Problem to work on: In the passage below, which names are listed as the literary references that come to mind in the essay “On Empathy”?

Text block:
DH: Heaney might also be alluding to T. S. Eliot in “East Coker”:
[ … ] the intolerable wrestle
With words and meanings [ … ][ … ] each venture
Is a new beginning, a raid on the inarticulate
With shabby equipment [ … ]
Undisciplined squads of emotion.
I did, self-consciously and playfully, invent a form to lend discipline to my forays. In one of the most ambitious essays, “On Empathy,” I begin with my irritation at this overused word and explore contradictions in its definitions and common usage. Then I bring in literary references that come to mind: George Eliot, Thom Gunn, E. M. Forster, President Obama, and Shakespeare. I turn to research by contemporary psychologists, including Paul Bloom’s 2016 book, Against Empathy; relate my personal failures to be empathic; cite a study that finds today’s college students emotionally deficient “as products of the wired world” and recommends “neural calisthenics [ … ] to reverse the trend”; and close with my hope and belief that even wondering about the problem helps to correct it.

Study material:
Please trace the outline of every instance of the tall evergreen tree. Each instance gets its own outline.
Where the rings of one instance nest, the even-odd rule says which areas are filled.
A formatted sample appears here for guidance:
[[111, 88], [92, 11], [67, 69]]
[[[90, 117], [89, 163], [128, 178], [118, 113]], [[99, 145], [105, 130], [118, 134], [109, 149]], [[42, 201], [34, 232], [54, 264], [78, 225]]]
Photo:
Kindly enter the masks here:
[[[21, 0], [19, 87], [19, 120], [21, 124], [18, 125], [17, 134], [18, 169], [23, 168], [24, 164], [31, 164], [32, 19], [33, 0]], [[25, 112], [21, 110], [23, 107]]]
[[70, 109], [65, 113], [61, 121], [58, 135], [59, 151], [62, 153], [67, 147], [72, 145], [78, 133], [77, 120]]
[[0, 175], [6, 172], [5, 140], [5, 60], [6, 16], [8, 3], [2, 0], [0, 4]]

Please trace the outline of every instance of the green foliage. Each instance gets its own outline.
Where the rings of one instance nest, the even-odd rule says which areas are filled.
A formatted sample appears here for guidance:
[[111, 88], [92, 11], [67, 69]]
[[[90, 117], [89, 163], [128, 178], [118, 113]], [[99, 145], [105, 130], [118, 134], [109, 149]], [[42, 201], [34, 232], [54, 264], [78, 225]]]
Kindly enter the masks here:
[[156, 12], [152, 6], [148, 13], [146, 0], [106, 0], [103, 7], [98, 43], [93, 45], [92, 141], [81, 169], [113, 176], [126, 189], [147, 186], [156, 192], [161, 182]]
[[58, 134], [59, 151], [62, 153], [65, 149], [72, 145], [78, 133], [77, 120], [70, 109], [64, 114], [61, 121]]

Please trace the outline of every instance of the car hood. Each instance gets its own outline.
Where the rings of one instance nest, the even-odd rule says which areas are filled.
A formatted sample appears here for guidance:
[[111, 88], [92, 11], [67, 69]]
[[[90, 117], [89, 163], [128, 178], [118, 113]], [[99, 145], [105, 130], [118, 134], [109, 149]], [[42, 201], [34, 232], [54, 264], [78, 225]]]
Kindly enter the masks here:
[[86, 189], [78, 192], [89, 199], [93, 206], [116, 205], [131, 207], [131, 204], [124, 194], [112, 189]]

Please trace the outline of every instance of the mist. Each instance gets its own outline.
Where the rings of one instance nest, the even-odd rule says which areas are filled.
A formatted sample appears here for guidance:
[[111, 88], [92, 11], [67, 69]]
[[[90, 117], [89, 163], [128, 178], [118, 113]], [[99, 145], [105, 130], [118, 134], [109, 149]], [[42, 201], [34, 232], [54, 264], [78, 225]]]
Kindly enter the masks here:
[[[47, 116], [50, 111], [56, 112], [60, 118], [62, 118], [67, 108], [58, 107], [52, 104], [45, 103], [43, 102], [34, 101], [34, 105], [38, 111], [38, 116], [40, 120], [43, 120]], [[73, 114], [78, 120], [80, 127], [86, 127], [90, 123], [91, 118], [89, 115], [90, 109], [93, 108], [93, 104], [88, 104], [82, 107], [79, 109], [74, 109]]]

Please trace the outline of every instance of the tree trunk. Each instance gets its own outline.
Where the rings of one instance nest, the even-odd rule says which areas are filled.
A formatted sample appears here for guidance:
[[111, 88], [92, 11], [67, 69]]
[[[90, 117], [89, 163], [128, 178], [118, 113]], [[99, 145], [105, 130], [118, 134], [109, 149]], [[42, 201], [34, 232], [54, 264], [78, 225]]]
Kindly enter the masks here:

Answer to this exercise: George Eliot, Thom Gunn, E. M. Forster, President Obama, and Shakespeare.